▸ **抜粋文**
----

連日、テレビのワイドショー等では政府備蓄米に行列する消費者の姿が映し出され、にわか米評論家のいい加減な解説が溢れていますが、米価格の「高騰」は、それほど消費者の家計にとって死活問題となるほどの大きな影響を及ぼしているのでしょうか。
 リンク先の図318は、昨年から今年にかけての米に対する支出額等の推移を示したものです(全国、月平均)。
https://food-mileage.jp/wp-content/uploads/2025/06/318_kakei.pdf

緑色の折れ線グラフが、米の平均購入価格です。
 昨(2024)年1~3月期には5kg当たり1,950円だったのが、本(2025)年4月には3,937円へと2倍以上に値上がりしており、確かに米は「高騰」しています。
 緑色の棒グラフが米に対する支出額です。米に対する支出額は昨年1~3月期の1,550円(月平均)から、本年4月には3,546円へと、購入価格を上回る2.3倍の水準へと増加しています。この数字だけみると、確かに米価格の高騰が家計を圧迫しているように見えます。

一方、濃いオレンジ色が携帯電話通信料で、一貫して毎月9,000円以上を支出しています。米が「高騰」している本年4月においても、米に対する支出額の約2.6倍の金額を携帯電話に支出していることが分かります。また、インターネット接続料や化粧品にも、最近でも米に近い金額が支出されています。
 携帯電話も、今や生活にとっての必需品ですしょう。しかし、絶対的必需品(生命を維持するための主食)である米の3倍近くを支出しているにもかかわらず、米の「高騰」ばかりが騒がれていることに違和感を覚えるのは、私だけでしょうか。
 ちなみにハンセン医師の世界的ベストセラー『スマホ脳』には、スマホ使用が様々な悪影響を及ぼしているとする多くのデータが紹介されています。

なお、消費支出額全体に対する食料の割合(エンゲル係数)は27.5%、米は1.1%となっています(25年4月。外食等での米への支出額は含みません)。

[データの出典]
総務省「家計調査」から作成。
https://www.stat.go.jp/data/kakei/

◆ オーシャン・カレント-潮目を変える-
 食や農の分野で先進的かつユニークな活動に取り組んでおられる方や、食や農に関わるトピックスを紹介します。
(過去の記事はこちらに掲載)
https://food-mileage.jp/category/pr/

-お茶碗一杯分の米の値段(再掲)-

【ポイント】
 米価格は「高騰」していますが、依然としてパンなど他の食品に比べれば安いものとなっています。

左は、えすぺり(福島・三春町、2023.11/11)にて、右は木村屋總本店HPより。

米の価格が相対的に安いことを示すために、しばしばお茶碗1杯分の米の値段を他の食品と比較することが行われます。昨(2024)年7月の本メルマガでは、お茶碗1杯分の米の値段は約30円で、缶コーヒー1/3本、チョコボール4個、カップ麺5分の1杯とほぼ等しいことを紹介しました(データの出典は小農学会)。

----

[マスクのラベル付け例]
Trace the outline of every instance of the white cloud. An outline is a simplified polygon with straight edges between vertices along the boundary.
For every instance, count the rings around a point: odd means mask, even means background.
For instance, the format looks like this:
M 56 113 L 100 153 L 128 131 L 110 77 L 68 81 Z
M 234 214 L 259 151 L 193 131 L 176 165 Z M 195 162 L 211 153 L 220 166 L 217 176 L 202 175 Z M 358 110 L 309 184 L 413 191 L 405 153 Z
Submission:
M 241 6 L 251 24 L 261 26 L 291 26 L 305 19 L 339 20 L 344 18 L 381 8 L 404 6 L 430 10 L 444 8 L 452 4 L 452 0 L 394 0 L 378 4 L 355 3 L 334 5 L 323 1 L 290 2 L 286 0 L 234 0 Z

----

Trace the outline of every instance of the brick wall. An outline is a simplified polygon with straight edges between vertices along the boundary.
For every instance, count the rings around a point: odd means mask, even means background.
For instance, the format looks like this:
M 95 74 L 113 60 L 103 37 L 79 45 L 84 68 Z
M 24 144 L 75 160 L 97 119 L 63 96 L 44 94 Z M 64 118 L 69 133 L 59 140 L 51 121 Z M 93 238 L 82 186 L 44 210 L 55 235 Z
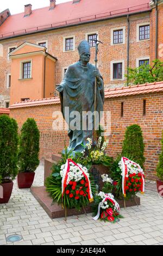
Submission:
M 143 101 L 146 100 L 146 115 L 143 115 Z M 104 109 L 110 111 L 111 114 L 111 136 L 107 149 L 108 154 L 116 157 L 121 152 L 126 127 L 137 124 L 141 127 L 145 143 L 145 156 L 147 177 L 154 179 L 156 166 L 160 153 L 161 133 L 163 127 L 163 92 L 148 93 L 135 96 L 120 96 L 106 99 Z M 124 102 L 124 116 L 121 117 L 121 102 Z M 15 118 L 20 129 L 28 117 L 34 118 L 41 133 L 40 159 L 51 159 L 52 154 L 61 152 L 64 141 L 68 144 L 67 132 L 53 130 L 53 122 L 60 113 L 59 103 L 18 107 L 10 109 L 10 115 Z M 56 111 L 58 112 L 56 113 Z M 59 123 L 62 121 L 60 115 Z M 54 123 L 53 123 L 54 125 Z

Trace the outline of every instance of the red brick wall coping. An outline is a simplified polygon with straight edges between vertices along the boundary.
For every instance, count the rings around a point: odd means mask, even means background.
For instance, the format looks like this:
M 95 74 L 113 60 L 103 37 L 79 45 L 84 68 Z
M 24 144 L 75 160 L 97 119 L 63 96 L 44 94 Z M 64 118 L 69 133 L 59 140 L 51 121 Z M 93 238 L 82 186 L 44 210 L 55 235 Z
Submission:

----

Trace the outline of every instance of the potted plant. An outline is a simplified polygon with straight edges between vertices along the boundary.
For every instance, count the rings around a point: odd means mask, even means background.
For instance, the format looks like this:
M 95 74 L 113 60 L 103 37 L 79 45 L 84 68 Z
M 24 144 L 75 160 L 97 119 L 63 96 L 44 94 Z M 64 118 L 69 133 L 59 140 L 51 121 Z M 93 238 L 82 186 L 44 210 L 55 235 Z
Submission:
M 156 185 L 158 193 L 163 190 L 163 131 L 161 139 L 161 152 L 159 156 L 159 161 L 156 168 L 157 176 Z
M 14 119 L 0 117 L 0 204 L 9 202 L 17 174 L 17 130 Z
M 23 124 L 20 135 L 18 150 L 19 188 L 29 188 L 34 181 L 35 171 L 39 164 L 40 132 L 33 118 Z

----

▸ **問題 1**
抜粋文の「連日、テレビのワイドショー等」から「近い金額が支出されています。」までを、「平均購入価格」を「平均購入単価」に置き換えて書き直してください。
▸ **問題 2**
上の行データのうち、「Trace the outline of every instance of the white」を含む行から「M 241 6 L 251」を含む行までを、両端の行も含めてそのまま書き写してください。

▸ **期待される出力 1**
連日、テレビのワイドショー等では政府備蓄米に行列する消費者の姿が映し出され、にわか米評論家のいい加減な解説が溢れていますが、米価格の「高騰」は、それほど消費者の家計にとって死活問題となるほどの大きな影響を及ぼしているのでしょうか。
 リンク先の図318は、昨年から今年にかけての米に対する支出額等の推移を示したものです(全国、月平均)。
https://food-mileage.jp/wp-content/uploads/2025/06/318_kakei.pdf

緑色の折れ線グラフが、米の平均購入単価です。
 昨(2024)年1~3月期には5kg当たり1,950円だったのが、本(2025)年4月には3,937円へと2倍以上に値上がりしており、確かに米は「高騰」しています。
 緑色の棒グラフが米に対する支出額です。米に対する支出額は昨年1~3月期の1,550円(月平均)から、本年4月には3,546円へと、購入価格を上回る2.3倍の水準へと増加しています。この数字だけみると、確かに米価格の高騰が家計を圧迫しているように見えます。

一方、濃いオレンジ色が携帯電話通信料で、一貫して毎月9,000円以上を支出しています。米が「高騰」している本年4月においても、米に対する支出額の約2.6倍の金額を携帯電話に支出していることが分かります。また、インターネット接続料や化粧品にも、最近でも米に近い金額が支出されています。

▸ **期待される出力 2**
Trace the outline of every instance of the white cloud. An outline is a simplified polygon with straight edges between vertices along the boundary.
For every instance, count the rings around a point: odd means mask, even means background.
For instance, the format looks like this:
M 56 113 L 100 153 L 128 131 L 110 77 L 68 81 Z
M 234 214 L 259 151 L 193 131 L 176 165 Z M 195 162 L 211 153 L 220 166 L 217 176 L 202 175 Z M 358 110 L 309 184 L 413 191 L 405 153 Z
Submission:
M 241 6 L 251 24 L 261 26 L 291 26 L 305 19 L 339 20 L 344 18 L 381 8 L 404 6 L 430 10 L 444 8 L 452 4 L 452 0 L 394 0 L 378 4 L 355 3 L 334 5 L 323 1 L 290 2 L 286 0 L 234 0 Z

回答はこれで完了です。